TASK TO CARRY OUT: Can all of these lines be returned exactly?

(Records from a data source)
┌────────

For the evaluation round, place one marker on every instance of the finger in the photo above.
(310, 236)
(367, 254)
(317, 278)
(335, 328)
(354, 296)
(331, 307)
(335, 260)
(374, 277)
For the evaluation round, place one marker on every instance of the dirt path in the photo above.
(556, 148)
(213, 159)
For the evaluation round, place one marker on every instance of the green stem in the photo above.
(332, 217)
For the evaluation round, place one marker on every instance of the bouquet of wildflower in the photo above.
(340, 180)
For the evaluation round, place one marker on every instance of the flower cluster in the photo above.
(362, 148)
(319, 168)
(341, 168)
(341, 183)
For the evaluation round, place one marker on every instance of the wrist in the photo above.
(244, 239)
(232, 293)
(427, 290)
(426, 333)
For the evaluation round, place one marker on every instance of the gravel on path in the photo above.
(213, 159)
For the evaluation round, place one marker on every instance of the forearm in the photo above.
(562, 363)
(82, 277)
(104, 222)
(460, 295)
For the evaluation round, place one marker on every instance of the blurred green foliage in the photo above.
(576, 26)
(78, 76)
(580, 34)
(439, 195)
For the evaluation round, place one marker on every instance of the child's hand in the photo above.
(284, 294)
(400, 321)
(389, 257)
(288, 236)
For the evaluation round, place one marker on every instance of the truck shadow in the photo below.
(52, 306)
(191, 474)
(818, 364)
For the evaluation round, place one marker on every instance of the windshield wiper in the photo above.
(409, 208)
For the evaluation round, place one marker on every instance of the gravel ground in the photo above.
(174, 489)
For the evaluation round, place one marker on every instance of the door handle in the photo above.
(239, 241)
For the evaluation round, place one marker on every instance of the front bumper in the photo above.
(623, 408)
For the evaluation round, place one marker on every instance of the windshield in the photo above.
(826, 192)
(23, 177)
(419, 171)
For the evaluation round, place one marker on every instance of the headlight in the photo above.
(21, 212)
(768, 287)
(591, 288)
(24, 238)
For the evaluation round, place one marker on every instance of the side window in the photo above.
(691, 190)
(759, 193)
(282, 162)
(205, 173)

└────────

TASK SOLUTION:
For the evaluation round, place one marker on every instance of the finger in the photo above.
(310, 236)
(367, 254)
(317, 278)
(335, 328)
(354, 296)
(331, 307)
(335, 260)
(374, 277)
For the evaluation round, place one marker on every instance of the dirt path in the photo above.
(556, 148)
(213, 159)
For the evaluation round, place one marker on every instance of the green stem in the photo above.
(332, 217)
For the evaluation round, place one marker on every instance of the bouquet of wildflower in the photo above.
(340, 180)
For the evaluation round, place one marker on every instance of the flower cluster in the photo above.
(362, 148)
(319, 168)
(341, 168)
(341, 183)
For the evaluation round, place one marker on every instance of the wrist in the photo above.
(244, 239)
(232, 293)
(427, 290)
(426, 333)
For the evaluation round, place one marker on every instance of the gravel on path in the photo above.
(213, 159)
For the evaluation round, place one marker on every instance of the forearm in the photo above.
(562, 363)
(82, 277)
(104, 222)
(460, 295)
For the evaluation round, place one marker on every instance of the blurred green foliage in the photo above.
(576, 26)
(78, 76)
(580, 34)
(439, 195)
For the evaluation round, place one marker on every instance of the child's hand in the photo above.
(284, 294)
(400, 321)
(389, 257)
(288, 236)
For the evaluation round, place one marker on every instance of the truck shadow in the photo below.
(52, 306)
(191, 474)
(818, 364)
For the evaluation round, place one marker on every instance of the windshield wiper in the photo above.
(409, 208)
For the evaluation round, place one marker on every instance of the gravel ground in the photo above.
(174, 489)
For the evaluation round, place one marker on every instance of the door handle in the photo above.
(239, 241)
For the evaluation round, place one marker on every instance of the front bumper in the photo above.
(623, 408)
For the evaluation round, place one marker on every instance of the windshield in the photo above.
(826, 192)
(23, 177)
(419, 171)
For the evaluation round, place one marker on every instance of the headlight in the photo above.
(21, 212)
(768, 287)
(591, 288)
(24, 238)
For the evaluation round, place one marker on every instance of the side window in the photo above.
(691, 190)
(759, 193)
(282, 162)
(205, 173)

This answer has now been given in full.